**Text to read:**
By October 22, 2013February 15th, 2016No Comments

Oct. 19–Deer management boils down to two questions: How many deer are there? And how many deer should there be?

The answers to both are elusive.

The first is quantitative. The second requires more social and subjective input.

And then there’s the “angel” in the details: What regulations should be used to resolve differences between the two?

Deer management has challenged even the greatest minds in wildlife management and conservation. Aldo Leopold, for example, fought an uphill battle while advocating for increased deer harvests in the 1940s to better balance the herd with the habitat.

This year Wisconsin is grappling with the most significant makeover of its deer hunting regulations in several decades.

It started as a 2010 campaign pledge by Gov. Scott Walker. Reacting to the discontent of some hunters over declining deer kills and what some deemed overly aggressive deer management policies, Walker used an executive order to create the position of Wisconsin white-tailed deer trustee to conduct an “independent, objective review of the state’s deer management program.”

In October 2011 the governor named James Kroll of Nacogdoches, Texas, as deer trustee. Kroll then added Gary Alt of California and David Guynn of South Carolina to a review team that produced a 2012 report of 62 recommendations.

The public was engaged from March to July this year to review and help implement the deer trustee report. Four action teams of volunteers advanced dozens of recommendations to the Department of Natural Resources.

The agency released its proposed rules changes last month; the public can comment on the proposals at hearings this month or online.

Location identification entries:
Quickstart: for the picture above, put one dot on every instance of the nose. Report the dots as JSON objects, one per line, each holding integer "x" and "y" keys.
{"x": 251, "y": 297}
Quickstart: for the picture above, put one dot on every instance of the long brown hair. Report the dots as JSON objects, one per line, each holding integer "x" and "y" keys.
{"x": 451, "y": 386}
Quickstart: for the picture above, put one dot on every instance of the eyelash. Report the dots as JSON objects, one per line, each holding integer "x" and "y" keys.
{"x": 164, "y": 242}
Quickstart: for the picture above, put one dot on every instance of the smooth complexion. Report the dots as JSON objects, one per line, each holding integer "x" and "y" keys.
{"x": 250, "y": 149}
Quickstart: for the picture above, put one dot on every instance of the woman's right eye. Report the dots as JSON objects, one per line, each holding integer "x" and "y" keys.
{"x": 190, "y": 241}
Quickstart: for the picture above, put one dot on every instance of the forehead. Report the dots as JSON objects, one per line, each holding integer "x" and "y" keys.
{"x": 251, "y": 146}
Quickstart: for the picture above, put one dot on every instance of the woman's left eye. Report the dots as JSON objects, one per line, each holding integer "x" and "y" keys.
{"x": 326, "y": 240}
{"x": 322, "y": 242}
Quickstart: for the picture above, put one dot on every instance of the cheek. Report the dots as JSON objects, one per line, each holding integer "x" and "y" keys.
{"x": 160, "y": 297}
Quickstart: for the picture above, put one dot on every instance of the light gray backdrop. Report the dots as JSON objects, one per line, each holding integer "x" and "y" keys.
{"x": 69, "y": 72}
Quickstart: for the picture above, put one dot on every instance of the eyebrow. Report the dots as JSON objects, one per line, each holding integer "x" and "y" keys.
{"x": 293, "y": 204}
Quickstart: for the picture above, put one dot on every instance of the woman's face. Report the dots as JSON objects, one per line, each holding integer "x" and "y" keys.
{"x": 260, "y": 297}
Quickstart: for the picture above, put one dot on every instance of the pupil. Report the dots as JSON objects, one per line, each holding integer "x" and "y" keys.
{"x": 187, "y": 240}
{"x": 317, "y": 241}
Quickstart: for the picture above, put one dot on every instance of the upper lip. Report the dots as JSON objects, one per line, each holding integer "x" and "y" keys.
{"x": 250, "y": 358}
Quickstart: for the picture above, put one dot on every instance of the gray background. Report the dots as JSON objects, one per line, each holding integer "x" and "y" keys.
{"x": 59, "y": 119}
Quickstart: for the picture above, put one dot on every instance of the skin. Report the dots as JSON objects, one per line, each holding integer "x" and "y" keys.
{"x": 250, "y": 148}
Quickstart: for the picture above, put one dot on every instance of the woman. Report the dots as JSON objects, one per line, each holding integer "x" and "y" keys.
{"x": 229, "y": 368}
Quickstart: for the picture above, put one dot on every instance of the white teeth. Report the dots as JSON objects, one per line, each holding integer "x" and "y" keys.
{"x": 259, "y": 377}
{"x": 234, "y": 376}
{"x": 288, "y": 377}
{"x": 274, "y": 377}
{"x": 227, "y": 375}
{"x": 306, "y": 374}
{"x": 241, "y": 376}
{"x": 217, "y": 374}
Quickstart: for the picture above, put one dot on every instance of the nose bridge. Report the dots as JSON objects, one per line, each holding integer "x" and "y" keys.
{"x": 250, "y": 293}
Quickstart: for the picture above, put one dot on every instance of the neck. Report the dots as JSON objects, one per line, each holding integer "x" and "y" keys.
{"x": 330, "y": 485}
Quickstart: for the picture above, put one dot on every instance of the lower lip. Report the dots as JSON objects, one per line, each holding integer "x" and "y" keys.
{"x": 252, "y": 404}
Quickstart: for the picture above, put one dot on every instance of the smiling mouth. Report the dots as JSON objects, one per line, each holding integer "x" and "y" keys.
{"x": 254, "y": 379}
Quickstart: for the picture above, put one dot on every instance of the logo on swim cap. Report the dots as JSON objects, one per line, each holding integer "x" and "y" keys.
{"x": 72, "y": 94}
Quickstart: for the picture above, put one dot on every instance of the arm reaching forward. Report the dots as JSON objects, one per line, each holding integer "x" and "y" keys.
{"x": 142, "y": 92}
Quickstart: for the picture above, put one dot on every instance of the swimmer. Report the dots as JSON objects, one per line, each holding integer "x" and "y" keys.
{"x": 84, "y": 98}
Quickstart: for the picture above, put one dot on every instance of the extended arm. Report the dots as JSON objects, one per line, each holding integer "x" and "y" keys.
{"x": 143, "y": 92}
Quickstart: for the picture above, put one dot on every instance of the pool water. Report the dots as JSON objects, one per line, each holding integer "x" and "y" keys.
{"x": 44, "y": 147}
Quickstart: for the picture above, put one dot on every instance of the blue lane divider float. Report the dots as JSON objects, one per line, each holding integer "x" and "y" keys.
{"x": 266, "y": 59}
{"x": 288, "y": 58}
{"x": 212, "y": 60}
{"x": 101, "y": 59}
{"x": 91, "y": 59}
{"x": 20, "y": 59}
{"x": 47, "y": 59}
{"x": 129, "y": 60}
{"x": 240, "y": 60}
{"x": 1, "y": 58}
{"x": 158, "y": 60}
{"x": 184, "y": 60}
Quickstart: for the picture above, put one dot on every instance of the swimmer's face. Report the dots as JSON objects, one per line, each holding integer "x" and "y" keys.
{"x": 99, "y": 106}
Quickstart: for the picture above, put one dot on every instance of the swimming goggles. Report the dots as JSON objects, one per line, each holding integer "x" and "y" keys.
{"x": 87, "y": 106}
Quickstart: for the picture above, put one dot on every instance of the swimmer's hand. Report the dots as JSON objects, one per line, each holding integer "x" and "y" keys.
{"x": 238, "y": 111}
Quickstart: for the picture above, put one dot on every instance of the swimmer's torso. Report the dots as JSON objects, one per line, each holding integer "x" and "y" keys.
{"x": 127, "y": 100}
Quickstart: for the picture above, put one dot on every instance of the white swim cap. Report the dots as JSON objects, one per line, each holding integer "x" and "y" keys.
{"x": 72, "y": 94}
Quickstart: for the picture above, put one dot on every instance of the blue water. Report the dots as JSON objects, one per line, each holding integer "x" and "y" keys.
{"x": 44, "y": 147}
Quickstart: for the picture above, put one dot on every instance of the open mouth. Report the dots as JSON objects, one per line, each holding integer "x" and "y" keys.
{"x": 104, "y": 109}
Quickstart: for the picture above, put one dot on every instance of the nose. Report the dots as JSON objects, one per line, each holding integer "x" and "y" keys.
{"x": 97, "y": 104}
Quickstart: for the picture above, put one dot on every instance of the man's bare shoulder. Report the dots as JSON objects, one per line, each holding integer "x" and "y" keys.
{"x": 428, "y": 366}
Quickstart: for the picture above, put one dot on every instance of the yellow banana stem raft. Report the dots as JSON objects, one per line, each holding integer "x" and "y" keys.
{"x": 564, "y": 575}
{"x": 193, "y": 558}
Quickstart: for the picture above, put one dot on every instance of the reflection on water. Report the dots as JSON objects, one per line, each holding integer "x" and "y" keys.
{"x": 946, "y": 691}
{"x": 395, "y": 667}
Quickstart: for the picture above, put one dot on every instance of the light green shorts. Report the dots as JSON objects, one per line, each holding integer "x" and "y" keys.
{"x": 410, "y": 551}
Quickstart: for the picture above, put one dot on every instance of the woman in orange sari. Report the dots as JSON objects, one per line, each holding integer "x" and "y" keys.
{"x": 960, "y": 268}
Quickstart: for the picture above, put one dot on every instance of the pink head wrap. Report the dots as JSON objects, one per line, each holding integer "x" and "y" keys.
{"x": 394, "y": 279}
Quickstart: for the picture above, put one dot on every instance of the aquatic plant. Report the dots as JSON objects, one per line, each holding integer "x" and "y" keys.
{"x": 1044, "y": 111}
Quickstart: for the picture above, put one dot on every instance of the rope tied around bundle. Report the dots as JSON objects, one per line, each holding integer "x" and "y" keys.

**Exercise requirements:**
#1 List every person named in the article on Wisconsin deer management.
#2 Copy out the lines of the listing verbatim, starting at the line that contains "of the pink" and ending with the final line of the listing.

**Solutions to the exercise:**
#1 Aldo Leopold, Scott Walker, James Kroll, Gary Alt, David Guynn

#2
Quickstart: for the picture above, put one dot on every instance of the pink head wrap. Report the dots as JSON objects, one per line, each holding integer "x" and "y" keys.
{"x": 394, "y": 279}
Quickstart: for the picture above, put one dot on every instance of the aquatic plant. Report the dots as JSON objects, one per line, each holding integer "x" and "y" keys.
{"x": 1044, "y": 111}
Quickstart: for the picture above, put one dot on every instance of the rope tied around bundle. Report the dots as JSON objects, one per line, each holding integer "x" and "y" keys.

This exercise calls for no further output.